Document passage:

Synthetic constraints must be taken into
account when considering the prebiotic preparation of the four classes of compounds
needed for life: the amino acids, the nucleotides, the saccharides, and the
lipids.1 The
next level beyond synthesis involves the components needed for the construction
of nanosystems, which are then assembled into a microsystem. Composed of many
nanosystems, the cell is nature’s fundamental microsystem. If the first cells
were relatively simple, they still required at least 256 protein-coding genes.
This requirement is as close to an absolute as we find in synthetic chemistry.
A bacterium which encodes 1,354 proteins contains one of the smallest genomes
currently known.2
Consider the following Gedankenexperiment. Let us assume that all the molecules we think may be needed to
construct a cell are available in the requisite chemical and stereochemical
purities. Let us assume that these molecules can be separated and delivered to
a well-equipped laboratory. Let us also assume that the millions of articles
comprising the chemical and biochemical literature are readily accessible.
How might we build a cell?
It is not enough to have the chemicals on hand.
The relationship between the nucleotides and everything else must be specified
and, for this, coding information is essential. DNA and RNA are the primary
informational carriers of the cell. No matter the medium life might have
adopted at the very beginning, its information had to come from somewhere. A
string of nucleotides does not inherently encode anything. Let us assume that
DNA and RNA are available in whatever sequence we desire.

Work order 1: In the passage on building a cell, how many protein-coding genes did even relatively simple first cells require?
Work order 2: Extend the passage on building a cell, starting after its final sentence.

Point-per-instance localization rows
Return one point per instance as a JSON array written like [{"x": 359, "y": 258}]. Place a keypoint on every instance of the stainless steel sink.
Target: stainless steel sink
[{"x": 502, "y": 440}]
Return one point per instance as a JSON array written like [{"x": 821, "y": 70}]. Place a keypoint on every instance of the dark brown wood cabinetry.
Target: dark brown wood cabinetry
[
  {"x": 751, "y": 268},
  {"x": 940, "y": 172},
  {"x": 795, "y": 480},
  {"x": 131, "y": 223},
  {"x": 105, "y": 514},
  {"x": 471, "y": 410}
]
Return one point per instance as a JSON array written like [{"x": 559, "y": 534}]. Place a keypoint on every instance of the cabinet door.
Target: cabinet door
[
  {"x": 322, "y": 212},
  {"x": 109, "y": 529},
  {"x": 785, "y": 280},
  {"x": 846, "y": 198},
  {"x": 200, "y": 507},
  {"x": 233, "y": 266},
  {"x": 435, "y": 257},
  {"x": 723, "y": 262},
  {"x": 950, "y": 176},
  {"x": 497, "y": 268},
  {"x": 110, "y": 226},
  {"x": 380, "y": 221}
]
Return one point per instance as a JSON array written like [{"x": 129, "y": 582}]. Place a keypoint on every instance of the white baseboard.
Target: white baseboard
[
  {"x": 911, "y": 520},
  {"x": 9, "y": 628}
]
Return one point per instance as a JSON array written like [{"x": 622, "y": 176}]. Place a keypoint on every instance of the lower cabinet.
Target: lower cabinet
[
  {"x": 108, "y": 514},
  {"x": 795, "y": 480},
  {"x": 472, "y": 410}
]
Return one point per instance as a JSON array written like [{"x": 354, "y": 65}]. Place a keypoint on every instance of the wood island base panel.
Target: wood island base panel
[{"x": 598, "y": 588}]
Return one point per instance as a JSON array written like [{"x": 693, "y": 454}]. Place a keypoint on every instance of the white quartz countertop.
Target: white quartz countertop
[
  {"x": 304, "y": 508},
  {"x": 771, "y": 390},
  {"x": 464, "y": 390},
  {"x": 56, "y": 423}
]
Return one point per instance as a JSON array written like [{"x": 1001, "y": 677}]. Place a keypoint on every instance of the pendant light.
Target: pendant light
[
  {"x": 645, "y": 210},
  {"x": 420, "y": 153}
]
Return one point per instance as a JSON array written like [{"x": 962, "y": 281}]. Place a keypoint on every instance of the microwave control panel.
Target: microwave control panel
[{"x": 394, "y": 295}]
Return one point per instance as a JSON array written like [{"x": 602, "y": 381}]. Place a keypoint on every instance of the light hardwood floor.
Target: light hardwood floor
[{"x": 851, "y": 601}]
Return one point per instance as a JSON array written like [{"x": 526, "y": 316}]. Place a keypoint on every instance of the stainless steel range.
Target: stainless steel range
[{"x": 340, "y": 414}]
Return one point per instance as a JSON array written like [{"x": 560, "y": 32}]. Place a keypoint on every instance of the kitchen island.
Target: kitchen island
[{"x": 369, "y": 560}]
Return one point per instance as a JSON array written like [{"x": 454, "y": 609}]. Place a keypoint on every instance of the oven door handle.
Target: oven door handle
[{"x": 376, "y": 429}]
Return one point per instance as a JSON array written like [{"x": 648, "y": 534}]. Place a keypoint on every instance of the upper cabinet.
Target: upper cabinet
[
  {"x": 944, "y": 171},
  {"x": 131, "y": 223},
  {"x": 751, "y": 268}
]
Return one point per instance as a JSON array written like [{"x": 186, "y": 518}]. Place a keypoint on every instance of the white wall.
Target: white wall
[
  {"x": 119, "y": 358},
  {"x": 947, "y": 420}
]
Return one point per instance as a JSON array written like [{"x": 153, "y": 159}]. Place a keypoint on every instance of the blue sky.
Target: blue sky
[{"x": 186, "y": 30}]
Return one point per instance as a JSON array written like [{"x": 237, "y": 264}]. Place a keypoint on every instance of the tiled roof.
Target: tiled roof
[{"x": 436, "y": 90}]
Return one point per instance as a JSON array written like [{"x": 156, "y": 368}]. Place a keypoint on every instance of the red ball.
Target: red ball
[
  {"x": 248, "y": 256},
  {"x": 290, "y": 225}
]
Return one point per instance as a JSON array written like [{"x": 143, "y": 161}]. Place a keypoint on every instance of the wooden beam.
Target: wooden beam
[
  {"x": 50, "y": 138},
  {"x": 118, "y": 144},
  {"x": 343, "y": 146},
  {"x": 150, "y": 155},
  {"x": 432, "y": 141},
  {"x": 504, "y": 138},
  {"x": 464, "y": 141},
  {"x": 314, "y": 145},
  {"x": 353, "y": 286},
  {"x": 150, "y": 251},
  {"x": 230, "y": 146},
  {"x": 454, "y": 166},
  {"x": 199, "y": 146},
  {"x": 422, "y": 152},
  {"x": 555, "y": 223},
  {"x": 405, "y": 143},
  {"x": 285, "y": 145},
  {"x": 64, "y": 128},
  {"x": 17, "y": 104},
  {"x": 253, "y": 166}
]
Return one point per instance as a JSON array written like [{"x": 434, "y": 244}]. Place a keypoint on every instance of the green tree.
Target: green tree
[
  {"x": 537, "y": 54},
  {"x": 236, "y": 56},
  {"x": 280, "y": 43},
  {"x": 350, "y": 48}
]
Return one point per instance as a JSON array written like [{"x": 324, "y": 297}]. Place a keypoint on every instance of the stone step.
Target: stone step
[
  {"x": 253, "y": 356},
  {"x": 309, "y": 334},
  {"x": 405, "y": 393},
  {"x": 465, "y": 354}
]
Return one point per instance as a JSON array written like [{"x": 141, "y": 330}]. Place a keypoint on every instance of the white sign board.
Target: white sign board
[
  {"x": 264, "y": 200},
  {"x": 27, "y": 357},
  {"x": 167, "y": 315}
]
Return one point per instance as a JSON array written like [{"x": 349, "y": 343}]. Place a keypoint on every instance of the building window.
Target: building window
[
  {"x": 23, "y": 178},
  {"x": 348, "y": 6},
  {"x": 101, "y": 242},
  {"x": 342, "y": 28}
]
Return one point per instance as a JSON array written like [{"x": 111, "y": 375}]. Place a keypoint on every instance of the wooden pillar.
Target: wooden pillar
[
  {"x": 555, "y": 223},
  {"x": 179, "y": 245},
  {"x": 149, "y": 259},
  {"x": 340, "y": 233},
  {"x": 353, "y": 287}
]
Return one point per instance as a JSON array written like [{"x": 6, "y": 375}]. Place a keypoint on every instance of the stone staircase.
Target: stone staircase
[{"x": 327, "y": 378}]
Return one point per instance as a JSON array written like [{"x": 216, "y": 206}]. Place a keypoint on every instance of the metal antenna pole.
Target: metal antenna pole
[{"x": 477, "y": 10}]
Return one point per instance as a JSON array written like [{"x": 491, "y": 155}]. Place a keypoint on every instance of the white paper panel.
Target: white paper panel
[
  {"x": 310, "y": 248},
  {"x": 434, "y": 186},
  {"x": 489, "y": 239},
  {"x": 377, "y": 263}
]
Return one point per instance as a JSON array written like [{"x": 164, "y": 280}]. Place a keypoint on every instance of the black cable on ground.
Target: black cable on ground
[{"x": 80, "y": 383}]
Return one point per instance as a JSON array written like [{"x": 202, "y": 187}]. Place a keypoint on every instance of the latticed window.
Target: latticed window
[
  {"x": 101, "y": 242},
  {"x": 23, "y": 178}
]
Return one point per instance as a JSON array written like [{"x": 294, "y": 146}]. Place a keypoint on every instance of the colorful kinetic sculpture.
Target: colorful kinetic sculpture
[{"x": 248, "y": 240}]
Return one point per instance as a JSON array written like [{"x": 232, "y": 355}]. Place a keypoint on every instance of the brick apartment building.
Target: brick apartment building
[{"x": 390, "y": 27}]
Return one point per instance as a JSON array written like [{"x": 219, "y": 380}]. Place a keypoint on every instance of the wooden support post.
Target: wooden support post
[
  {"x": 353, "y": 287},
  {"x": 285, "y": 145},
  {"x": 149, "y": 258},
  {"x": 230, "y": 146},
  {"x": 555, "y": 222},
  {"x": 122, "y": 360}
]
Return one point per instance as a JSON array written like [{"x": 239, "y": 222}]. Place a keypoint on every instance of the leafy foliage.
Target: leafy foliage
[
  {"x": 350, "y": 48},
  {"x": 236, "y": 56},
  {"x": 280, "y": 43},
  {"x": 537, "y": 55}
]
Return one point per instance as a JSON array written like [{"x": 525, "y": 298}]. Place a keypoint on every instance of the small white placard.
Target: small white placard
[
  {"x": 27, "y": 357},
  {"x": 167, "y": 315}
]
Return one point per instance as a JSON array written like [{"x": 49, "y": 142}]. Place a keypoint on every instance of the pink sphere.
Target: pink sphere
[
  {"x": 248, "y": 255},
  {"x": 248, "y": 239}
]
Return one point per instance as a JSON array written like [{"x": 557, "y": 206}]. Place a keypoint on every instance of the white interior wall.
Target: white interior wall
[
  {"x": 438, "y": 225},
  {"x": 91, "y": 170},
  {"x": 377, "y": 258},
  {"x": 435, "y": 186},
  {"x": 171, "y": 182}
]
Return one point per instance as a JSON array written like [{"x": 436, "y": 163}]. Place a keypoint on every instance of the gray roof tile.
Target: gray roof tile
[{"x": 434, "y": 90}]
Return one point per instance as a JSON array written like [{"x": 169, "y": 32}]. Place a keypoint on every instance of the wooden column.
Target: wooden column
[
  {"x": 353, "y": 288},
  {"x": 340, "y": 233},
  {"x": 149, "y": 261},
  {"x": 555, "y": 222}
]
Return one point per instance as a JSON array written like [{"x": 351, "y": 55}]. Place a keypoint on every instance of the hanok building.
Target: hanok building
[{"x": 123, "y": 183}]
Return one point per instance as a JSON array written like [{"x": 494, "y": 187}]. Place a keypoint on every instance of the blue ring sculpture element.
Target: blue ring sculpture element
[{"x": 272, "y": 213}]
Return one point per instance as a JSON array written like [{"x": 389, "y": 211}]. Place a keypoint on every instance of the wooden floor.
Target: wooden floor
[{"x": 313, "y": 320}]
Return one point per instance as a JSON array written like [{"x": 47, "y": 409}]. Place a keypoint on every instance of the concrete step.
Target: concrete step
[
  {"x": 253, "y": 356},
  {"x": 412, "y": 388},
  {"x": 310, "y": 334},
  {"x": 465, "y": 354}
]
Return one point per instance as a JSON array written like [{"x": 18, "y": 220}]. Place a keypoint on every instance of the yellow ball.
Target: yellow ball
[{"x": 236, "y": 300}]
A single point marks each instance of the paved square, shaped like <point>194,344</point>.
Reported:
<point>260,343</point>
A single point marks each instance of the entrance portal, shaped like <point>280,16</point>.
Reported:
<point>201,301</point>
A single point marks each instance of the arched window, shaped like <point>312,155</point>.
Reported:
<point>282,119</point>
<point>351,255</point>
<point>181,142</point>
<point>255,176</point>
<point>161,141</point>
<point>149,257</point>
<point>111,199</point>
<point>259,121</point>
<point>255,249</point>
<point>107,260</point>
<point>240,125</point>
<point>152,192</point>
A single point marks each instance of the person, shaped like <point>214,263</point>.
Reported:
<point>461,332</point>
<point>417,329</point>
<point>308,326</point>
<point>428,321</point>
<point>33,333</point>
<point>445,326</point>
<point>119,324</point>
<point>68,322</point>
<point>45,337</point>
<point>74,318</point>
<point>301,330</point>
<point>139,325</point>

Expected answer 1: At least 256.

Expected answer 2:
A cell, as defined in synthetic biological
terms, is a system that can maintain ion gradients, capture and process energy,
store information, and mutate.3 Can
we build a cell from the raw materials?4 We are synthetic chemists, after all. If we cannot do
it, nobody can. Lipids of an appropriate length can spontaneously form lipid
bilayers.
Molecular biology textbooks say as much. A
lipid bilayer bubble can contain water, and was a likely precursor to the
modern cell membrane.5Lipid
assembly into a lipid bilayer membrane can easily be provoked by agitation, or
sonication in a lab.
Et voilà. The required lipid bilayer then forms. Right?
Not so fast. A few concerns should give us
pause:6
- Researchers
have identified thousands of different lipid structures in modern cell
membranes. These include glycerolipids, sphingolipids, sterols, prenols,
saccharolipids, and polyketides.7For
this reason, selecting the bilayer composition for our synthetic membrane
target is far from straightforward. When making synthetic
vesicles—synthetic lipid bilayer membranes—mixtures of lipids can, it
should be noted, destabilize the system.
- Lipid bilayers
surround subcellular organelles, such as nuclei and mitochondria, which
are themselves nanosystems and microsystems. Each of these has their own
lipid composition.
- Lipids
have a non-symmetric distribution. The outer and inner faces of the lipid
bilayer are chemically inequivalent and cannot be interchanged.
The lipids are just the beginning.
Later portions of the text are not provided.